↓

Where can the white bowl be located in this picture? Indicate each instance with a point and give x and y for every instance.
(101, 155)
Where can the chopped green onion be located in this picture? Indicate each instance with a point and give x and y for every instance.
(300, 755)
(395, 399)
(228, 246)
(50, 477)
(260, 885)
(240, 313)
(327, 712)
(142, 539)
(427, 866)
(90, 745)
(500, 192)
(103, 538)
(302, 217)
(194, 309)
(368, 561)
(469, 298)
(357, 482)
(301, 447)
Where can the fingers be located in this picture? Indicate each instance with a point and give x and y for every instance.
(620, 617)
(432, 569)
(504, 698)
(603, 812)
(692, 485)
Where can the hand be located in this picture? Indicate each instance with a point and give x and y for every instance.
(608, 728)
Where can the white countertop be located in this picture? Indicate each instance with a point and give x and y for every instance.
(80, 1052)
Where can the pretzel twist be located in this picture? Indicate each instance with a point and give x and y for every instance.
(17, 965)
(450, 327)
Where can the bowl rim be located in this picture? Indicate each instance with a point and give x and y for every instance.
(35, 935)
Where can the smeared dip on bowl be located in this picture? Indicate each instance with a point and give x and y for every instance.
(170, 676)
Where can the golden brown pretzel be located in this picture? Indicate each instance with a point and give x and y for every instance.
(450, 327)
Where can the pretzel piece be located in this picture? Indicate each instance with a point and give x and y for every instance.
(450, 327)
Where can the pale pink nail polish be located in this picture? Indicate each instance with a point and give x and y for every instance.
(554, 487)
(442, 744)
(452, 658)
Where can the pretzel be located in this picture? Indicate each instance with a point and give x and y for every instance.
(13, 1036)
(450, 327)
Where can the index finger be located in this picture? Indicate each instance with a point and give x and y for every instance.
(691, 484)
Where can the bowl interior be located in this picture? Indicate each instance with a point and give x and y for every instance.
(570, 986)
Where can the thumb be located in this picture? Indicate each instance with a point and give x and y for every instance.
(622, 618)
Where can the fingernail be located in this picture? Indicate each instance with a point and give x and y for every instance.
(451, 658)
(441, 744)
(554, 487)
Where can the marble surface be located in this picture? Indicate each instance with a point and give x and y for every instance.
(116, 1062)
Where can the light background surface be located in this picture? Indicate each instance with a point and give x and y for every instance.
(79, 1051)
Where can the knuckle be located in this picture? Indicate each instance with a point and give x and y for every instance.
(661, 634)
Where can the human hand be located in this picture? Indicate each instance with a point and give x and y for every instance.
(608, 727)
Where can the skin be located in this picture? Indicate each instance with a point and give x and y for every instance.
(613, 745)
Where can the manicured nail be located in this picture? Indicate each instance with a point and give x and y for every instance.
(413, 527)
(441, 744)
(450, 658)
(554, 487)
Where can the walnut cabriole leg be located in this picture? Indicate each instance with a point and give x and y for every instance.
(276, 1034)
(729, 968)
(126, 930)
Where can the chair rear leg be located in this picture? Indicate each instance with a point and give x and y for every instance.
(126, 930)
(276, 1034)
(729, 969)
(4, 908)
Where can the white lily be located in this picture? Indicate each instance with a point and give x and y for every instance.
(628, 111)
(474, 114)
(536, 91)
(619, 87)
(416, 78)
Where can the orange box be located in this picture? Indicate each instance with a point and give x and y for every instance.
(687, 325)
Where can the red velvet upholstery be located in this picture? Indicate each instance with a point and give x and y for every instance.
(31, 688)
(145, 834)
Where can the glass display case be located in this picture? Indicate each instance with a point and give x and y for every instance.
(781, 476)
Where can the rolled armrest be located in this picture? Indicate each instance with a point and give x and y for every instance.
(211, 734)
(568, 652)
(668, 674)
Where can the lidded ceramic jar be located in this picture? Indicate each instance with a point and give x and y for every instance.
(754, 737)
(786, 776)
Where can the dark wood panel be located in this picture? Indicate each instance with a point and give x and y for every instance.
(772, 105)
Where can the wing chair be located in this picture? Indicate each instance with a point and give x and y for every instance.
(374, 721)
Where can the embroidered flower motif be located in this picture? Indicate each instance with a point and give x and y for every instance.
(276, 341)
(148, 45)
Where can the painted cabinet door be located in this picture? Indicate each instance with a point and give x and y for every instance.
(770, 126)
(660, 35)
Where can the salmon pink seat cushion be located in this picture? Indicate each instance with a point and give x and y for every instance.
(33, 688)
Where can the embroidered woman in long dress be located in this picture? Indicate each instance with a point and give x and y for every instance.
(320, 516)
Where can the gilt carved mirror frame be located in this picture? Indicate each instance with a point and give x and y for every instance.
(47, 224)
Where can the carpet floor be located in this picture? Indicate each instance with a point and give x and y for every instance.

↑

→ **EXERCISE PROMPT**
Once you have read the entries above, copy them out exactly as they were given.

→ **SOLUTION TO THE PROBLEM**
Where can the white bowl be located in this picture? Indicate each instance with a point and give x and y for every instance.
(101, 155)
Where can the chopped green onion be located in this picture? Indicate each instance with a point and give x and y for every instance.
(300, 755)
(395, 399)
(228, 246)
(50, 477)
(260, 885)
(240, 313)
(327, 712)
(142, 539)
(427, 866)
(90, 745)
(500, 192)
(103, 538)
(302, 217)
(194, 309)
(368, 561)
(469, 298)
(357, 482)
(301, 447)
Where can the fingers be located in this picture? Indicate each instance with a point and give x and y for every instance.
(620, 617)
(432, 569)
(504, 698)
(603, 812)
(692, 485)
Where can the hand be located in this picture? Indicate each instance with a point and give x and y for every instance.
(608, 728)
Where can the white countertop be located in this picture? Indicate each instance with a point and give x and y for every instance.
(80, 1052)
Where can the pretzel twist be located in this picture? Indicate each instance with a point and give x and y for every instance.
(17, 965)
(450, 327)
Where can the bowl rim be located in this picture? Indicate each instance with a point and give x and y for every instance.
(35, 935)
Where can the smeared dip on bowl be located in this picture? Indicate each instance with a point and give x and y for every instance.
(170, 676)
Where can the golden brown pretzel be located in this picture? Indicate each instance with a point and give x and y for every instance.
(450, 327)
Where can the pretzel piece be located in this picture? Indicate each instance with a point and give x and y for every instance.
(450, 327)
Where can the pale pink nail polish be located in this picture? Indicate each instance with a point and give x and y for every instance.
(554, 487)
(442, 744)
(452, 658)
Where can the pretzel be located in this picture? Indicate each instance with a point and give x and y for every instance.
(13, 1036)
(450, 327)
Where can the index finger be located in this picture? Indicate each instance with a point and give x and y for every instance.
(691, 484)
Where can the bowl interior be located in this picture? Indicate each instance with a point and give x and y for every instance.
(570, 986)
Where can the thumb be located in this picture? Indicate each instance with a point and give x and y for every instance.
(622, 618)
Where can the fingernail be located in this picture? Indicate each instance with a point and give x and y for every instance.
(451, 658)
(441, 744)
(554, 487)
Where can the marble surface be located in this picture? Indicate each instance with a point and give x and y for every instance.
(116, 1062)
Where can the light background surface be located in this picture? Indicate each instance with a point and give x and y for every instance.
(79, 1051)
Where can the knuckle be located in this picture? Indicate each instance with a point and give x and y for every instance.
(661, 634)
Where can the human hand be located in this picture? Indicate each instance with a point and give x and y for every instance.
(608, 727)
Where can the skin be located in this picture? Indicate each instance with a point and give x and y for every instance.
(613, 745)
Where can the manicured nail be located in this picture? Indicate each instance with a point and give x and y for every instance.
(413, 527)
(441, 744)
(450, 658)
(554, 487)
Where can the walnut cabriole leg be located in this picture? Indicate each instance with a point and give x and y for every instance.
(276, 1034)
(729, 968)
(126, 930)
Where can the chair rear leg be located in this picture? Indicate each instance with a point and give x and y for every instance.
(126, 930)
(276, 1034)
(729, 969)
(4, 908)
Where can the white lily be located in this picture? Indicate each instance with a point and give x and y for every instance.
(628, 111)
(474, 114)
(536, 91)
(619, 87)
(416, 78)
Where can the orange box be located in this picture? Indicate each instance with a point and give x and y for every instance.
(687, 325)
Where can the red velvet upholstery be located in this picture? Indicate each instance with a point and give x and y for every instance.
(31, 688)
(145, 834)
Where can the glass display case be located in this picture? Indicate each instance with a point and give x and y for every instance.
(781, 476)
Where can the rolled armrest be located in this picture? Indicate each instance with a point and give x and y for every instance.
(211, 734)
(568, 652)
(668, 674)
Where can the lidded ceramic jar be located in this picture? Indicate each instance with a point and give x and y for every instance.
(754, 737)
(786, 776)
Where can the dark wood panel be located in this picture? Indicate each instance with a point and give x and y for every instance.
(772, 105)
Where can the wing chair be located in this picture? Indicate each instance with a point and give x and y for every instance.
(374, 721)
Where can the embroidered flower motif be located in this picture? Indicate each instance with a point and give x and y for every instance.
(276, 341)
(148, 45)
Where can the painted cabinet door be located in this picture? Indicate each instance with a point and give x and y for every instance.
(770, 126)
(660, 35)
Where can the salmon pink seat cushion be located in this picture? Indicate each instance with a point and give x and y for every instance.
(33, 688)
Where can the embroidered woman in long dress be located in this picture? Indicate each instance with a point and give x and y for every instance.
(320, 516)
Where can the gilt carved mirror frame be located in this picture? Indicate each instance with a point and give x and y for every instance.
(47, 224)
Where can the carpet floor be located in this picture? Indicate each instance with a point and give x and y for every instance.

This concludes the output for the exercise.